## BEGIN The input
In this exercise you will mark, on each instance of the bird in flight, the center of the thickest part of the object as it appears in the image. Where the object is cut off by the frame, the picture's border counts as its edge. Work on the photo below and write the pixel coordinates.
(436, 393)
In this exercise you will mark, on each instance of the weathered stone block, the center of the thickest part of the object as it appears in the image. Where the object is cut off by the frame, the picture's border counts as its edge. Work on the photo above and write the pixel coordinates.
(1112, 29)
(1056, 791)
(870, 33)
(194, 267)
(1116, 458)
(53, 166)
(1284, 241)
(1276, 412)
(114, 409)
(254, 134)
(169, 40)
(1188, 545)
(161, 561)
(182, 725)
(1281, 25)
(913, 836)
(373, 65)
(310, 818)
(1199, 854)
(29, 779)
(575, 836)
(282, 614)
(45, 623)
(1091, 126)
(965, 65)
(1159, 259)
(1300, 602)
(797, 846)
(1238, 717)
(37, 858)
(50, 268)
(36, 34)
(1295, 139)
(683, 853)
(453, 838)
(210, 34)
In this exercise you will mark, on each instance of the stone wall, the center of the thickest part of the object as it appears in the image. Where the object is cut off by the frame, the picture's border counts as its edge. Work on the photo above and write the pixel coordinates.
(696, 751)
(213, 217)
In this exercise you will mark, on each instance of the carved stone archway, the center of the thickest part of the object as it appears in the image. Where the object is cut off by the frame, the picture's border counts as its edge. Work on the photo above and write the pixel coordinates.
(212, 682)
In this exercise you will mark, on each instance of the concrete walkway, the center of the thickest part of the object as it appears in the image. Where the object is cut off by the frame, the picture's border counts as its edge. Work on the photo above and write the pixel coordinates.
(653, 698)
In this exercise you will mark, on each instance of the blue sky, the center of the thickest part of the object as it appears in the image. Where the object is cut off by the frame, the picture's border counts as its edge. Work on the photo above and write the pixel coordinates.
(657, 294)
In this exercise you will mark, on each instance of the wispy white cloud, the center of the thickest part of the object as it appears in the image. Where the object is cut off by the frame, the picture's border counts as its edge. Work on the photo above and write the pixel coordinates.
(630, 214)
## END The input
## Given request
Scale everything from the row containing "of the blue" down to the end of the rows above: rewrite each of those rows, keeping the requests unchanged, and multiply every coordinate in the answers by 0.45, rounding to whole numbers with halves rounded up.

## Exercise solution
In this exercise you will mark, on each instance of the blue sky, the center of the thickest part of the object as it appears in the image. Where the object is cut off by the frame, the picture's border counts as its edge. Work on the photo above and write the pixel coordinates.
(296, 132)
In this exercise you will mark, on each instance of the wispy white cloud, the center of the thickest part of the object as it appears in the image. Where the object is cut off by the frame, the picture's border counts as its edge. Work on the photo above and write the pixel coordinates.
(284, 96)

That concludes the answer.